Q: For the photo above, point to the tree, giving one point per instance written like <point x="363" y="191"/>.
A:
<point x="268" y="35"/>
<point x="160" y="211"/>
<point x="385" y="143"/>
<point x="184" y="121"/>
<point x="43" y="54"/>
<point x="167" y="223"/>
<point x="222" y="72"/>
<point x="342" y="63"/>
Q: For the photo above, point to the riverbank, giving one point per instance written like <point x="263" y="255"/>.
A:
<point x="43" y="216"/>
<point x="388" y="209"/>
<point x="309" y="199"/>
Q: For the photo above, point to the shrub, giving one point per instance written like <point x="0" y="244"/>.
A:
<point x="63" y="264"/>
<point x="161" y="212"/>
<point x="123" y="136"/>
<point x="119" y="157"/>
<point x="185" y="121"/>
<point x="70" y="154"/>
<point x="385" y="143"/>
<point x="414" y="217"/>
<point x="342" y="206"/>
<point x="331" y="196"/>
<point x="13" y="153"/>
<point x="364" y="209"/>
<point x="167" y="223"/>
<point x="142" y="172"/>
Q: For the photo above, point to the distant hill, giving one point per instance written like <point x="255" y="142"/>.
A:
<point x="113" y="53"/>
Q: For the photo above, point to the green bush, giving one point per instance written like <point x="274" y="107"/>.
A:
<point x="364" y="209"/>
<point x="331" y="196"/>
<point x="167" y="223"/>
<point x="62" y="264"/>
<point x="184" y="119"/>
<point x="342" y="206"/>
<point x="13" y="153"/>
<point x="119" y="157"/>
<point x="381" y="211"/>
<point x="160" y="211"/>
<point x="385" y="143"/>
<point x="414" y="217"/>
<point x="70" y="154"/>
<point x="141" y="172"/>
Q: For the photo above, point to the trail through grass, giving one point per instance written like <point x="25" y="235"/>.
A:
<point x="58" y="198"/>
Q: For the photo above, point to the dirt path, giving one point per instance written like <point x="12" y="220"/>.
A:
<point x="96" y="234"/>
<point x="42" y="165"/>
----------
## Your task
Format every line of the records above as a numbered list, leaving out any blank lines.

## Finished exercise
1. Q: For the photo above, point to the tree, giving one point per instance written like <point x="363" y="191"/>.
2. A:
3. <point x="268" y="35"/>
4. <point x="160" y="211"/>
5. <point x="385" y="143"/>
6. <point x="184" y="121"/>
7. <point x="43" y="54"/>
8. <point x="167" y="223"/>
9. <point x="222" y="72"/>
10. <point x="342" y="63"/>
11. Q: For the photo above, point to the riverbank, giving one point per instance written like <point x="263" y="255"/>.
12. A:
13. <point x="43" y="216"/>
14. <point x="388" y="209"/>
15. <point x="309" y="199"/>
16. Q: For the photo above, point to the shrub, giving one point per instance written like <point x="0" y="244"/>.
17. A:
18. <point x="63" y="264"/>
19. <point x="161" y="212"/>
20. <point x="123" y="136"/>
21. <point x="119" y="157"/>
22. <point x="185" y="121"/>
23. <point x="70" y="154"/>
24. <point x="385" y="143"/>
25. <point x="414" y="217"/>
26. <point x="342" y="206"/>
27. <point x="331" y="196"/>
28. <point x="13" y="153"/>
29. <point x="364" y="209"/>
30. <point x="167" y="223"/>
31. <point x="142" y="172"/>
32. Q: For the photo above, point to the distant hill, giving one point per instance written like <point x="255" y="142"/>.
33. A:
34. <point x="113" y="53"/>
35. Q: For the photo above, point to the green bush, giving one point per instance written like <point x="274" y="107"/>.
36. A:
37. <point x="364" y="209"/>
38. <point x="331" y="196"/>
39. <point x="167" y="223"/>
40. <point x="62" y="264"/>
41. <point x="184" y="119"/>
42. <point x="342" y="206"/>
43. <point x="13" y="153"/>
44. <point x="119" y="157"/>
45. <point x="381" y="211"/>
46. <point x="160" y="211"/>
47. <point x="385" y="143"/>
48. <point x="414" y="217"/>
49. <point x="70" y="154"/>
50. <point x="141" y="172"/>
51. Q: For the photo above, point to the trail through grass, giving one point per instance written like <point x="25" y="235"/>.
52. A:
53. <point x="58" y="198"/>
54. Q: For the photo above, point to the dirt path, giving one point per instance written like <point x="12" y="220"/>.
55. A:
56. <point x="96" y="234"/>
57. <point x="42" y="165"/>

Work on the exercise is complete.